(Your assignment)
Please use the fuel cell abstract below: what power output does the Ni-ameliorated LSMN cathode give at 600 degrees C on a H-SOFC?
Segment Start: Source text
Ameliorating La0.5Sr1.5MnO4 with Ni-doping to Enhance Cathode Electrocatalysis for Proton-Conducting Solid Oxide Fuel Cells

Cathodes with high electrocatalytic activity are critical for commercializing proton-conducting solid oxide fuel cells (H-SOFCs). Herein, B site acceptor Ni-doping is first attempted to ameliorate manganite-based Ruddlesden-Popper phase oxide La0.5Sr1.5MnO4+delta (LSMO), introducing more oxygen vacancies and new effective Ni2+-O-Ni3+ electron-hopping transition paths with an irregular structural deformation, ultimately enhancing the electrocatalysis with a 2.23 to 2.60 times improvement of electrical conductivity at 500-700 degrees C. The significantly enhanced oxygen/proton diffusion in the La0.5Sr1.5Mn0.7Ni0.3O4+delta (LSMN) sample, verified via electrical conductivity relaxation results, can enhance electrocatalytic activity, enabling more efficient oxygen reduction reaction kinetics. Hence, the Ni-ameliorated LSMN cathode exhibits a prominent power output of 1342 and 668 mW cm(-2) at 700 and 600 degrees C on a H-SOFC, surpassing the cells with the Ni-free LSMO cathode and other LSMO-based and Ln(2)NiO(4)-based cathodes in the literature. On balance, the excellent power density and polarization performance, together with the superior operation stability demonstrates that the LSMN candidate is a preferable alternative to H-SOFC cathodes. This work is an attempt to design highly active electrodes by regulating the crystal structure derived from B-site acceptor-doping, which is also beneficial for new material designs in H-SOFC and related electrocatalytic fields.
Segment End: Source text
Segment Start: Dataset content
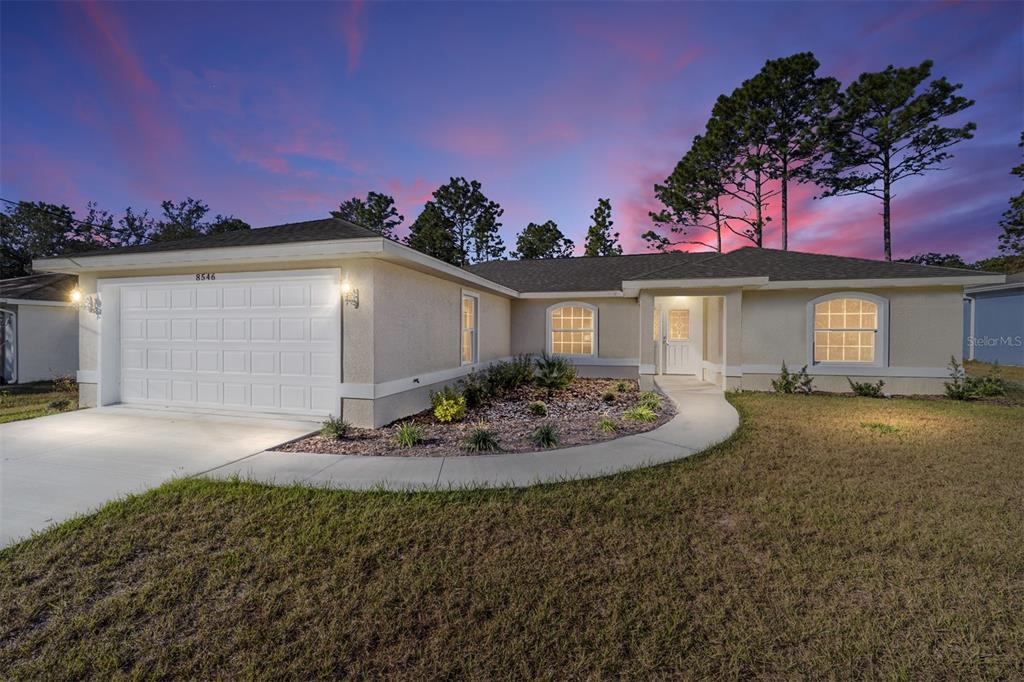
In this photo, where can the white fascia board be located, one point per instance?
(262, 253)
(612, 293)
(29, 301)
(633, 287)
(402, 252)
(888, 283)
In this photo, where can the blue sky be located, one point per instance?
(278, 112)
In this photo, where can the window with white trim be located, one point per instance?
(572, 329)
(470, 308)
(846, 330)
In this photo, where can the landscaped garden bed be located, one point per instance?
(516, 407)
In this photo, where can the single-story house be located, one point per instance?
(993, 322)
(327, 317)
(38, 328)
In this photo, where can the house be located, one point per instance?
(993, 322)
(328, 317)
(38, 328)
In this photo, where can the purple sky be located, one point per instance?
(278, 112)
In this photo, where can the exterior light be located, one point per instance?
(350, 295)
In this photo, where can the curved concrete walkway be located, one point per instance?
(705, 418)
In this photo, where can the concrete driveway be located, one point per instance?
(52, 468)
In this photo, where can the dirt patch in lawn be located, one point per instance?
(573, 412)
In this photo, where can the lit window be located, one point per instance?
(469, 316)
(845, 331)
(572, 330)
(679, 325)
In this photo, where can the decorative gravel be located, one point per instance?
(574, 413)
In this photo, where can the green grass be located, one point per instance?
(805, 547)
(33, 399)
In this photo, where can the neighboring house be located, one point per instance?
(38, 328)
(993, 322)
(327, 317)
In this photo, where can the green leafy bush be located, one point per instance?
(866, 388)
(640, 413)
(334, 428)
(793, 382)
(963, 387)
(650, 399)
(553, 373)
(66, 384)
(449, 407)
(408, 434)
(545, 435)
(481, 439)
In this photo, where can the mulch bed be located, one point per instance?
(573, 412)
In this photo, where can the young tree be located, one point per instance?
(1012, 239)
(472, 218)
(544, 241)
(376, 212)
(432, 233)
(600, 240)
(886, 131)
(38, 229)
(792, 104)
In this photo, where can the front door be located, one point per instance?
(682, 338)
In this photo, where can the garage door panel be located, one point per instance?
(267, 345)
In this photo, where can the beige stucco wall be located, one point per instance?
(617, 326)
(47, 341)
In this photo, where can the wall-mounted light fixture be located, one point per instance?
(90, 303)
(349, 294)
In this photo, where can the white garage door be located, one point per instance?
(252, 342)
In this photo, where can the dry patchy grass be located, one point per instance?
(813, 544)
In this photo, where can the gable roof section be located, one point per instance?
(582, 273)
(798, 266)
(41, 287)
(292, 232)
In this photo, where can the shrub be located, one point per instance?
(640, 413)
(449, 408)
(66, 384)
(793, 382)
(481, 439)
(408, 434)
(545, 435)
(866, 388)
(553, 373)
(651, 400)
(334, 428)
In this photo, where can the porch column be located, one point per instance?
(647, 345)
(732, 333)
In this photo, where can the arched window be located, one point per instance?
(848, 329)
(572, 329)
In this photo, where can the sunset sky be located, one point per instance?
(275, 113)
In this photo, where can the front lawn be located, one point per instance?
(36, 399)
(832, 538)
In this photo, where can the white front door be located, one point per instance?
(259, 342)
(682, 338)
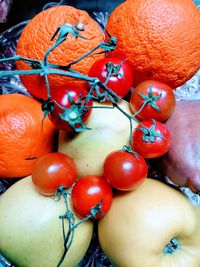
Segment End: Dataset content
(Result below)
668 mW cm(-2)